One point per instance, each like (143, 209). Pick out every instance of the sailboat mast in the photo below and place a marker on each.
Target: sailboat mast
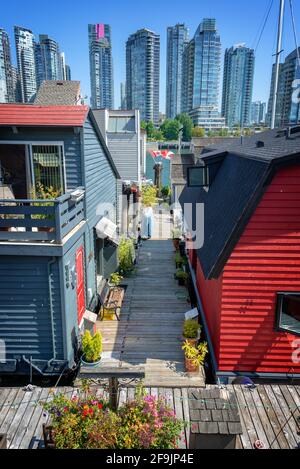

---

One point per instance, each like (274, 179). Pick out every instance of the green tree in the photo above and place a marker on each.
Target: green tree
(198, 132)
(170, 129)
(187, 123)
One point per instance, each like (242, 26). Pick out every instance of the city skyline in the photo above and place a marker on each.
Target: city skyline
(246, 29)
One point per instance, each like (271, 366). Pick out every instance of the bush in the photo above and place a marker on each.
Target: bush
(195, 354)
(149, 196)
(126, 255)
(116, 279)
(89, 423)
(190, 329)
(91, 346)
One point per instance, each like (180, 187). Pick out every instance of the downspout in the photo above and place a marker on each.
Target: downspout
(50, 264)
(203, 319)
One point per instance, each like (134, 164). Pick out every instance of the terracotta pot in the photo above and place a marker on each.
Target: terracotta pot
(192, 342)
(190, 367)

==

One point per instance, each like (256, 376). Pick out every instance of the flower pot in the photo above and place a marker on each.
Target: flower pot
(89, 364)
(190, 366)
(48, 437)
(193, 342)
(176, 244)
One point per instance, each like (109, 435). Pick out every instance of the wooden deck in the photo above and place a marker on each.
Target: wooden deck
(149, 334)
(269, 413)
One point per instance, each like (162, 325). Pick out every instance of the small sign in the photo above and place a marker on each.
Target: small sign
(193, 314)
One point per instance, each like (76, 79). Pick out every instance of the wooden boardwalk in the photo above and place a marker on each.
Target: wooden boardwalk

#### [Your objective]
Go through the entries and copy every line with "boardwalk".

#### [Answer section]
One point per instance, each like (76, 79). Pick out every instance of the wooden boardwalk in the photo above and place a marker on each.
Target: wooden boardwalk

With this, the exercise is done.